» **Objectif énoncé 1**:
Sélectionnez et recopiez chaque ligne des enregistrements qui contient la chaîne "brass", en tenant compte de la casse.

» **Extrait du document**:
+--

Comment l'amiral En Roger de Loria vint au port de Malte, et reconnut la flotte marseillaise; et comment il se montra présomptueux dans l'ordonnance de la première bataille qu'il livrait.
Ils s'embarquèrent et emmenèrent une barque de huit rames qu'ils trouvèrent à Scicli, afin de pouvoir secrètement examiner le port; et quand ils furent tous embarqués, ils se mirent en mer avec le vent qui s'élevait de terre; et avant l'heure de matines, ils furent rendus devant le port. Aussitôt, les deux lins armés s'avancèrent à rames sourdes pour épier l'intérieur du port; et devant les lins, à environ un trait d'arbalète, s'avançait la barque à huit rames. Les Provençaux de leur côté avaient placé aux deux pointes qui sont à l'entrée du port deux lins en vedette. La barque avec ses rames sourdes passa si secrètement au milieu de l'ouverture du port qu'elle arriva devant le fort sans être aperçue; elle vit les galères qui étaient là en station, les voiles larguées; elle les compta toutes et en trouva vingt-deux, plus deux lins qu'elle découvrit, chacun en vedette à une des pointes du port, avec leurs voiles larguées. Elle sortit ensuite du port et trouva lus deux lins de l'amiral En Roger qui étaient en station, tirant des bordées au milieu de l'ouverture du port. Elle se rendit aussitôt auprès de l'amiral, à qui ils racontèrent ce qu’ils en avaient vu.
L'amiral fit à l'instant disposer son monde et placer les galères en ordre de bataille. A peine fut-on préparé que le jour parut. Ils crièrent tous à l'amiral: « Ferons sur eux, ils sont à nous! » Mais l'amiral fit alors une chose qui doit lui être comptée plutôt comme un accès de folie que comme un acte de raison. Il dit: « A Dieu ne plaise que je les attaque, tout endormis qu'ils sont; mais que les trompettes et les nacaires se fassent entendre pour les éveiller, et je les attendrai jusqu'à ce qu'ils soient préparés au combat; car je ne voudrais pas que personne pût dire que, si je les ai vaincus, c'est parce qu'ils étaient endormis. » Tous s'écrièrent alors; « L'amiral a bien parlé! »

+--

» **Informations affichées**:
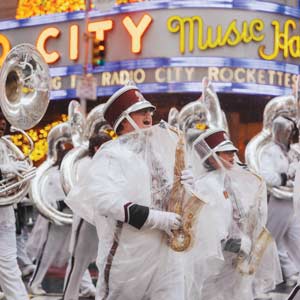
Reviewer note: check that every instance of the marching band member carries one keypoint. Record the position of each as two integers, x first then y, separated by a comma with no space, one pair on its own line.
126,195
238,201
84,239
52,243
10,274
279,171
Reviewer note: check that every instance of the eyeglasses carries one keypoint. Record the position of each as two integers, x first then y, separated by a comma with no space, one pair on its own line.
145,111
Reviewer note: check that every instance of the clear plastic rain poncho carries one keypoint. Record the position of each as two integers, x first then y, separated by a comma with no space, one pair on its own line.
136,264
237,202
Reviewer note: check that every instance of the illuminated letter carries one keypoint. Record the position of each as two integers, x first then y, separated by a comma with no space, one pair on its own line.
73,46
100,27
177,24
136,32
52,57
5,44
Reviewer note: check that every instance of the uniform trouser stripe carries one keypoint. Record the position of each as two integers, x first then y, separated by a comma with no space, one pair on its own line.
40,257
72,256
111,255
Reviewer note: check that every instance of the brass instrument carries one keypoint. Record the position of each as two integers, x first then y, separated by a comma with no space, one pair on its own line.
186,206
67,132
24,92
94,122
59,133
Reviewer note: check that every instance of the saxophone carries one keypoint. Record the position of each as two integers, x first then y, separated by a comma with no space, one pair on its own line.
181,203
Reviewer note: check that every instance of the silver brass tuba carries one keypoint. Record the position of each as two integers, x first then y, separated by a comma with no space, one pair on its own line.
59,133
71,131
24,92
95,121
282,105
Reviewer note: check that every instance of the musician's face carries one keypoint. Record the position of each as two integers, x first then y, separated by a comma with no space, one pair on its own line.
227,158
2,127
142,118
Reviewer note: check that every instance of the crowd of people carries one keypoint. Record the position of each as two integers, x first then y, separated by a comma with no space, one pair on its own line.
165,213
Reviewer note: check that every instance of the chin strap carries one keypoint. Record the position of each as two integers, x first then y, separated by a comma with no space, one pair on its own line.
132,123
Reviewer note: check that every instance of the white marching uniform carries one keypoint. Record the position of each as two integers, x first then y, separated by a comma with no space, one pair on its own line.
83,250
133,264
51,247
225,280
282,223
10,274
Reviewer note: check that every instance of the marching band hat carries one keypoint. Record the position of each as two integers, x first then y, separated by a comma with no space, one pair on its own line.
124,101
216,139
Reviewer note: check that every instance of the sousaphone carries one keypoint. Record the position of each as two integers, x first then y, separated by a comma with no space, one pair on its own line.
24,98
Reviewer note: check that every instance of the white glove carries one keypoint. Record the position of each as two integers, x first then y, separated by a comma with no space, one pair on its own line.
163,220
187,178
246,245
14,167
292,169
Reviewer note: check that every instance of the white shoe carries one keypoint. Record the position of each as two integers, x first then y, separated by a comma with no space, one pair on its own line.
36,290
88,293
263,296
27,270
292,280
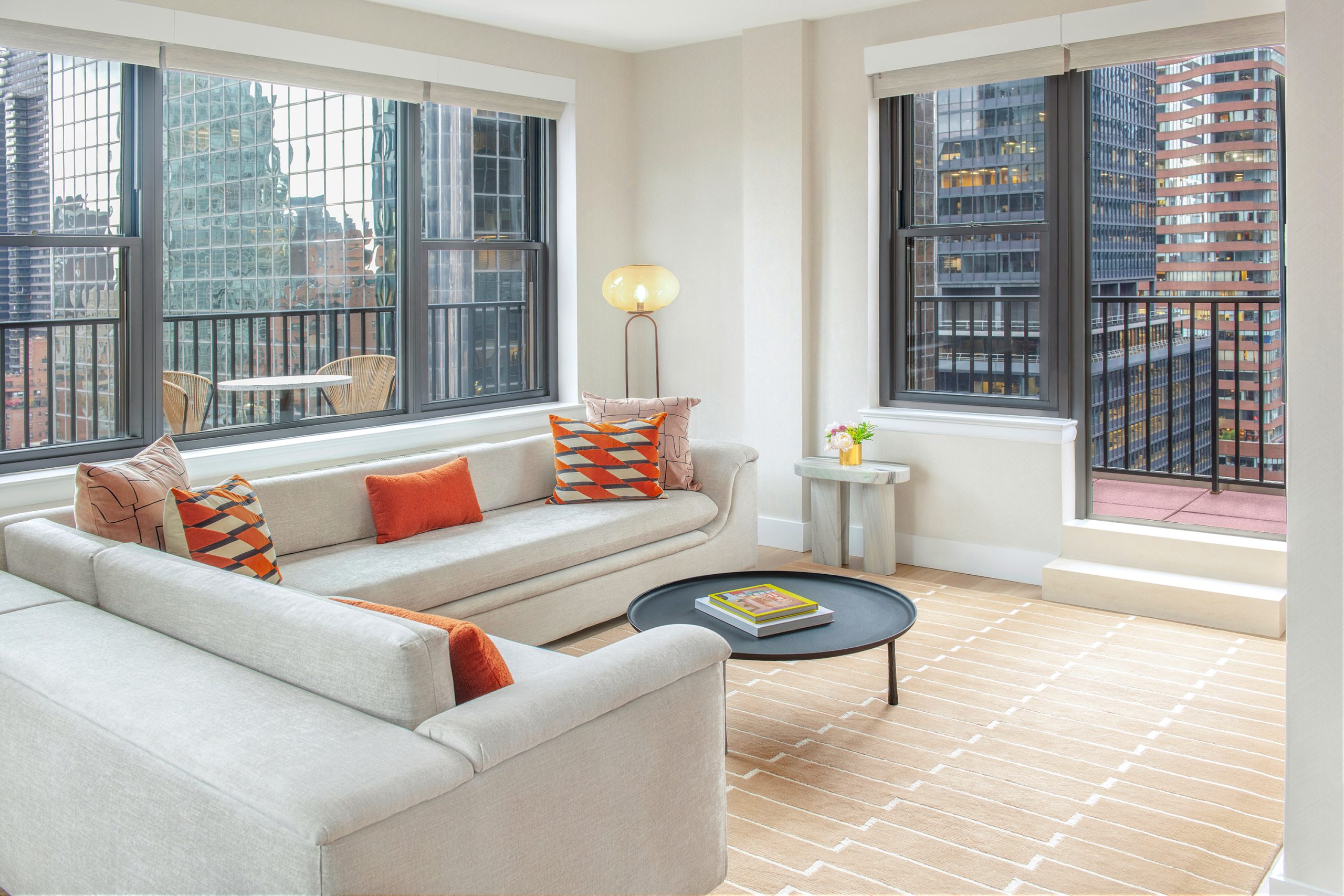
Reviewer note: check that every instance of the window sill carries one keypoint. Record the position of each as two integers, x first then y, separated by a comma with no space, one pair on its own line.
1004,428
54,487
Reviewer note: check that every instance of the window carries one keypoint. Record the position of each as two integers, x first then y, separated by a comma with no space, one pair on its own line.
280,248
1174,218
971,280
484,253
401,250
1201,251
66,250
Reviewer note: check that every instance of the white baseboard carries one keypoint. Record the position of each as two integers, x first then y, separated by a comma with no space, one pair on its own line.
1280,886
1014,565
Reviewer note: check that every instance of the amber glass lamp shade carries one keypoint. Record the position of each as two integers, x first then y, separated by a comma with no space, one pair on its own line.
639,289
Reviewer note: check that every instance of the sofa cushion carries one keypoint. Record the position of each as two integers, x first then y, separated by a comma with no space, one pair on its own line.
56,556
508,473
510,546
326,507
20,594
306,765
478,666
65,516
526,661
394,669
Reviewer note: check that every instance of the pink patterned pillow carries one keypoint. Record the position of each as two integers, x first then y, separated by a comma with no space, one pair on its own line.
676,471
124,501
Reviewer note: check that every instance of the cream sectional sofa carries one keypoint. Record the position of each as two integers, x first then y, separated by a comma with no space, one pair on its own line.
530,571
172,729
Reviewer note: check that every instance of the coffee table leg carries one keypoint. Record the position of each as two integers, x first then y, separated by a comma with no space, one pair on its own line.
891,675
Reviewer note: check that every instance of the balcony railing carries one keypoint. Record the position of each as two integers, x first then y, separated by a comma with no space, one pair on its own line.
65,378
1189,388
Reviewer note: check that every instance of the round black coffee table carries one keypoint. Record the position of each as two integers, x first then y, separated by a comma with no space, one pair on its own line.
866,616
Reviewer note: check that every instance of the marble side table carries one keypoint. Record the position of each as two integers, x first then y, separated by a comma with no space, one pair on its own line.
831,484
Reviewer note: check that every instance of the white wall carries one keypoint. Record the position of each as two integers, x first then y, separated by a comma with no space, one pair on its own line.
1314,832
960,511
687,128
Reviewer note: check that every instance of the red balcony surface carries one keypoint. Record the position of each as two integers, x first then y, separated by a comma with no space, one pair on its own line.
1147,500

+--

» **Objectif énoncé 2**:
D'après l'extrait du document, combien de galères la barque à huit rames compta-t-elle dans le port ?

» **Réponse attendue 1**:
Reviewer note: check that every instance of the brass instrument carries one keypoint. Record the position of each as two integers, x first then y, separated by a comma with no space, one pair on its own line.
Reviewer note: check that every instance of the silver brass tuba carries one keypoint. Record the position of each as two integers, x first then y, separated by a comma with no space, one pair on its own line.

» **Réponse attendue 2**:
Vingt-deux galères.